[YOUR TASKS]
[1] In the SERM list, what brand name is given for raloxifene?
[2] Decide whether each statement agrees with the SERM list: (a) Tamoxifen is called the most well-known and widely used SERM. (b) Toremifene is also known as 4-chlorotamoxifen. (c) Clomifene is sold under the name Evista.
[3] Please write out the part of the SERM list that opens with the words containing "This is a list" and closes with "toremifene (Fareston; 4-chlorotamoxifen).".

[SELECTED EXTRACT]
·····

= List of selective estrogen receptor modulators =

Tamoxifen, a triphenylethylene derivative and the most well-known and widely used SERM.

This is a list of selective estrogen receptor modulators (SERMs).

==Approved==
SERMs that have been approved for medical use include anordrin (+mifepristone (Zi Yun)), bazedoxifene (+conjugated estrogens (Duavee)), broparestrol (Acnestrol), clomifene (Clomid), cyclofenil (Sexovid), lasofoxifene (Fablyn), ormeloxifene (Centron, Novex, Novex-DS, Sevista), ospemifene (Osphena; deaminohydroxytoremifene), raloxifene (Evista), tamoxifen (Nolvadex), and toremifene (Fareston; 4-chlorotamoxifen).

·····

[DATASET EXTRACT]

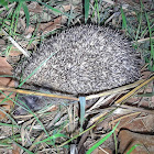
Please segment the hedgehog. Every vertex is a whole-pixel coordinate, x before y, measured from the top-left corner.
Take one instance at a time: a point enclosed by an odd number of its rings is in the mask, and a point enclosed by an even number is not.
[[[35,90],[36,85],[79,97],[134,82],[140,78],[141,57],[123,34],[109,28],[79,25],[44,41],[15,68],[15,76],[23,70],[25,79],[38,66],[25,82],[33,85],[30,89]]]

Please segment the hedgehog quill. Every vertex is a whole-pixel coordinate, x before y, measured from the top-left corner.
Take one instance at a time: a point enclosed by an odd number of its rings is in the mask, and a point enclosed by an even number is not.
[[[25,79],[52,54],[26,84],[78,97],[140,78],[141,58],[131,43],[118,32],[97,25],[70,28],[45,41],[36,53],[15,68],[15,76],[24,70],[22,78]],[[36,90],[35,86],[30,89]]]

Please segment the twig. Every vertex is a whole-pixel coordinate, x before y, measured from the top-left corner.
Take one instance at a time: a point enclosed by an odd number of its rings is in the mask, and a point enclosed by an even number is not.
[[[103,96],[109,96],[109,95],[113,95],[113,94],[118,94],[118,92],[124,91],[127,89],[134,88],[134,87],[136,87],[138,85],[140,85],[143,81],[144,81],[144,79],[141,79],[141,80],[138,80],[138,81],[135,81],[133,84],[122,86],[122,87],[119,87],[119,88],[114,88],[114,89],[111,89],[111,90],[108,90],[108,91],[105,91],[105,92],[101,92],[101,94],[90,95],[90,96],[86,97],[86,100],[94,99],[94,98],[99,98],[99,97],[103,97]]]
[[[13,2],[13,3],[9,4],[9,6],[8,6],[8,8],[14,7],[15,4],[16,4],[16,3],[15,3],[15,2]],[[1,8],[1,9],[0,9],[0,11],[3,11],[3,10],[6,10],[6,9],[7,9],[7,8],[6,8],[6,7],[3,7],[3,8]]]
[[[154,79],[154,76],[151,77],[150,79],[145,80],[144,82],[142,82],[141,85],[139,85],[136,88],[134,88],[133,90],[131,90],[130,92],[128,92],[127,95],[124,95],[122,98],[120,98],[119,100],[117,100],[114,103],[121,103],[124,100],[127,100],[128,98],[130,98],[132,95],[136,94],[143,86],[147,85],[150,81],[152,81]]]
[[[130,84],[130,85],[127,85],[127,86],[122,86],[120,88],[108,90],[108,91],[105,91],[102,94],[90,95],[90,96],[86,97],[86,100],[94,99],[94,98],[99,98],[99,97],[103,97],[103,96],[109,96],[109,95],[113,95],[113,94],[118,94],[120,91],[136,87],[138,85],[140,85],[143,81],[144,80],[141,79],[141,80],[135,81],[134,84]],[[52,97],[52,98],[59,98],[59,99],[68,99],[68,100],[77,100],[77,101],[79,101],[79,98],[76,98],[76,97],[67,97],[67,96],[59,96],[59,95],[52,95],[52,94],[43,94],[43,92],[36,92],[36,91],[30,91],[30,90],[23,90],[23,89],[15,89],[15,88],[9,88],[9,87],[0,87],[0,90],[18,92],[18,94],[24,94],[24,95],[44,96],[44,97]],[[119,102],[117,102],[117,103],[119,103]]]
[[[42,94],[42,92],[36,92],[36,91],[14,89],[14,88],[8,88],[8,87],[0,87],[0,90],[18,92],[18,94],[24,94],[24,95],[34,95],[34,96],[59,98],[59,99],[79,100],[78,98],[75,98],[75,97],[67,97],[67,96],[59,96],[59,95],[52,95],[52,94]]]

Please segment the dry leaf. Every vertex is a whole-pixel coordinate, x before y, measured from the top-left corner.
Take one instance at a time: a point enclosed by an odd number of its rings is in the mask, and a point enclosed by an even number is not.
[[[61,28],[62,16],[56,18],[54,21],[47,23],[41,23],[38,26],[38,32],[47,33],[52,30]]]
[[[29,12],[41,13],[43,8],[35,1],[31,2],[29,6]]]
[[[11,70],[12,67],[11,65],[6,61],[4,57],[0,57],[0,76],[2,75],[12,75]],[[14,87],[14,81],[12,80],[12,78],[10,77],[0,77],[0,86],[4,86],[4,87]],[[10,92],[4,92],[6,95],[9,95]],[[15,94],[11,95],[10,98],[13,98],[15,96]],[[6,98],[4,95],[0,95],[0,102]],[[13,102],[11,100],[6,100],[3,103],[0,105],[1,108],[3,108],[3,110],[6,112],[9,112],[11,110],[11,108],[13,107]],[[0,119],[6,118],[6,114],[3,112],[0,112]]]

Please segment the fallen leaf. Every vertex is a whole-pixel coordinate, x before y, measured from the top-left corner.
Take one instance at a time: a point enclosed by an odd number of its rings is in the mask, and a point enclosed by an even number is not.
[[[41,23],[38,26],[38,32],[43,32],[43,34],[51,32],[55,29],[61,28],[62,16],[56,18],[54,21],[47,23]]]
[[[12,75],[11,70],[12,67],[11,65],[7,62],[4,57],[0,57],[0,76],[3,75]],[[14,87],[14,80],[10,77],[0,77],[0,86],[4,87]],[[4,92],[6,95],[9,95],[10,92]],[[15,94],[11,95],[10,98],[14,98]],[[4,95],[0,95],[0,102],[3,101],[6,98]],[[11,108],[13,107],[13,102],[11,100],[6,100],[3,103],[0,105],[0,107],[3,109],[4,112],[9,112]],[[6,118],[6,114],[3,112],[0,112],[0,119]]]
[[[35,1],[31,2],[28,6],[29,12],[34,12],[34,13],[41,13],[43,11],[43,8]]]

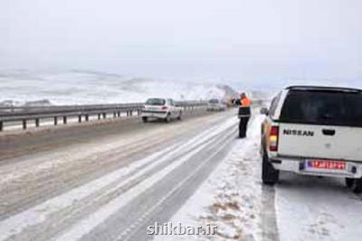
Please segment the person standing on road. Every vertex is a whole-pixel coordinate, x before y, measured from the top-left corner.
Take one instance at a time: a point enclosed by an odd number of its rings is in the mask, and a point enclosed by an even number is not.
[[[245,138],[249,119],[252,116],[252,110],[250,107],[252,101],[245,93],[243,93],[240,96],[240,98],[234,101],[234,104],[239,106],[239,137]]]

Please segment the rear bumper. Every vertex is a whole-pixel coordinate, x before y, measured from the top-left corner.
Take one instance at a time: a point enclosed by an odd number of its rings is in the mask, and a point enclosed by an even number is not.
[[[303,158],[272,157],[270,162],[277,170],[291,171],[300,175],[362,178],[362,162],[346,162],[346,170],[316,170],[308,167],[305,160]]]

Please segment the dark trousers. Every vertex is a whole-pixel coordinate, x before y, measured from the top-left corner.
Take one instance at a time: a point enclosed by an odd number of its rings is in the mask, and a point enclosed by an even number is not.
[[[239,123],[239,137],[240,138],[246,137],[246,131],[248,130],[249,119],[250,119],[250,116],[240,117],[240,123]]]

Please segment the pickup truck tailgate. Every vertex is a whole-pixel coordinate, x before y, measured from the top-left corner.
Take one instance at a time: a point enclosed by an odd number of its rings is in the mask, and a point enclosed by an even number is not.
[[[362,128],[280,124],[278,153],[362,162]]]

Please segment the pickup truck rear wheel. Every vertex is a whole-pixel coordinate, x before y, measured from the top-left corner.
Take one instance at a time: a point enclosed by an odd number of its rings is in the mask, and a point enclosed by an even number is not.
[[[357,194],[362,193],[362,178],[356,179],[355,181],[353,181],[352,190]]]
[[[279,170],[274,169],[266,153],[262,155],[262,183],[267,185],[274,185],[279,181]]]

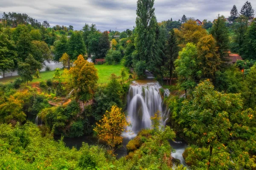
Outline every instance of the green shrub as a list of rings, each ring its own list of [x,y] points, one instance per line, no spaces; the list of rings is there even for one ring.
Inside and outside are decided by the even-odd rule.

·····

[ANSWERS PROVIDED]
[1] Evista

[2]
(a) Yes: "the most well-known and widely used SERM"
(b) Yes: "toremifene (Fareston; 4-chlorotamoxifen)"
(c) No: "clomifene (Clomid)"

[3]
This is a list of selective estrogen receptor modulators (SERMs).

==Approved==
SERMs that have been approved for medical use include anordrin (+mifepristone (Zi Yun)), bazedoxifene (+conjugated estrogens (Duavee)), broparestrol (Acnestrol), clomifene (Clomid), cyclofenil (Sexovid), lasofoxifene (Fablyn), ormeloxifene (Centron, Novex, Novex-DS, Sevista), ospemifene (Osphena; deaminohydroxytoremifene), raloxifene (Evista), tamoxifen (Nolvadex), and toremifene (Fareston; 4-chlorotamoxifen).